EXERCISE PASSAGE:
···
Bland o’ lakes

The view is divine, the drinks dandy, the dinner drab and the desserts delish at Gar Woods.

The view is divine, the drinks dandy, the dinner drab and the desserts delish at Gar Woods.

Photo By Catherine Greenspan

Our friends Marcel and Lulou came from France to see Lake Tahoe.

“We want to sit on a deck and drink Lake Tahoe drinks and eat Lake Tahoe food with Lake Tahoe people,” Lulou instructed as they loaded their luggage into our car.

We took them to Gar Woods Grill & Pier Restaurant. We sat in the large, lively bar area amongst slick dudes in loud Hawaiian shirts and bronze babes just in from a day on the lake.

We started with Mangoritas ($7.75), served with a large-bore straw for rapid consumption.

Lulou was in paradise as she sipped her highly alcoholic, highly refreshing mango-flavored drink and took in the whole scene.

Marcel, too, enjoyed himself: We were sitting next to a 60-gallon barrel full of salted peanuts. He got a kick out of cracking one open, then tossing the shell willy-nilly onto the carpeted floor.

While we drank our Mangoritas, we noticed that everyone else was drinking an orangish Slurpee-like beverage—one after another after another.

Our waitress explained that this was the world-famous Gar Woods signature drink: the Wet Woody ($6.75). We split one. We determined that the Wet Woody was like a stick of Juicy Fruit gum soaked in alcohol.

“These drinks are just adult Slurpees that you can get really plowed on,” Michael concluded.

A sudden crashing noise came from a table of eight rowdy party boys on the deck, confirming Michael’s statement.

Later, we were seated for dinner in the lovely dining room. We could still see the lake through the open windows.

Our dinner began with a bashful bisque ($6.90) flavored with shrimp and lobster and topped with a mini biscuit.

“I prefer a more brusque bisque,” Michael said, and we all agreed.

We split an order of Dungeness crab cakes ($11.90), nicely presented on a triangular plate over butter lettuce.

“Are all American tomatoes so anemic?” Lulou asked of the translucent tomato slices.

Before we could answer, Marcel brought everyone’s attention to the wine list. Since he’s in the business, we deferred to his taste: a 2001 Rhône Blend Joseph Phelps Pastiche ($25 bottle), which he assured us would complement every dish with its earthy, flinty taste. He was right.
···
WHAT YOU HAVE TO DO: Decide whether each statement below agrees with the Gar Woods review, answering yes or no and quoting the words of the review that settle it. 1. The Wet Woody cost $6.75. 2. The group ate dinner out on the deck. 3. The group let Marcel choose the wine.

Spatial localization data:
···
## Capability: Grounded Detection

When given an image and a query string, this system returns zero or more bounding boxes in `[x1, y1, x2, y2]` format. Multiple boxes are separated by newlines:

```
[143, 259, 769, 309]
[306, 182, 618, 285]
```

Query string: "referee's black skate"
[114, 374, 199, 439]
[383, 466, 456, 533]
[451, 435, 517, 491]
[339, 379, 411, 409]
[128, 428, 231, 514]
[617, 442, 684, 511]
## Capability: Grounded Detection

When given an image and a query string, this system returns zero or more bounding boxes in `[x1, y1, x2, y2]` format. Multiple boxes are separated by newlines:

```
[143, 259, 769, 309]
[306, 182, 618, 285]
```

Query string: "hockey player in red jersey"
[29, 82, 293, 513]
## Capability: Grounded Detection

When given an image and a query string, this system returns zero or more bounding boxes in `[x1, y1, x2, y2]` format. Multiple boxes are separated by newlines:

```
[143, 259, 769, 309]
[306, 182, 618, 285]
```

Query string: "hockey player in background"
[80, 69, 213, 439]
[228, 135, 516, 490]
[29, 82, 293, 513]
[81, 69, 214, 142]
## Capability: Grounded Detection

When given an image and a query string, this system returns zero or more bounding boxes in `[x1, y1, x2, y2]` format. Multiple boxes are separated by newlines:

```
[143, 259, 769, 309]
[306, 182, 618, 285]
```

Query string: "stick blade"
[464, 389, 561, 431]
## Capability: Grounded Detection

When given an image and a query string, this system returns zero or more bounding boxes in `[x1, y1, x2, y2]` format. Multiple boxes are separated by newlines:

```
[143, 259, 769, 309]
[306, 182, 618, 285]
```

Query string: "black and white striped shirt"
···
RESULT OF THIS TASK:
1. Yes: "the world-famous Gar Woods signature drink: the Wet Woody ($6.75)"
2. No: "we were seated for dinner in the lovely dining room"
3. Yes: "Since he’s in the business, we deferred to his taste"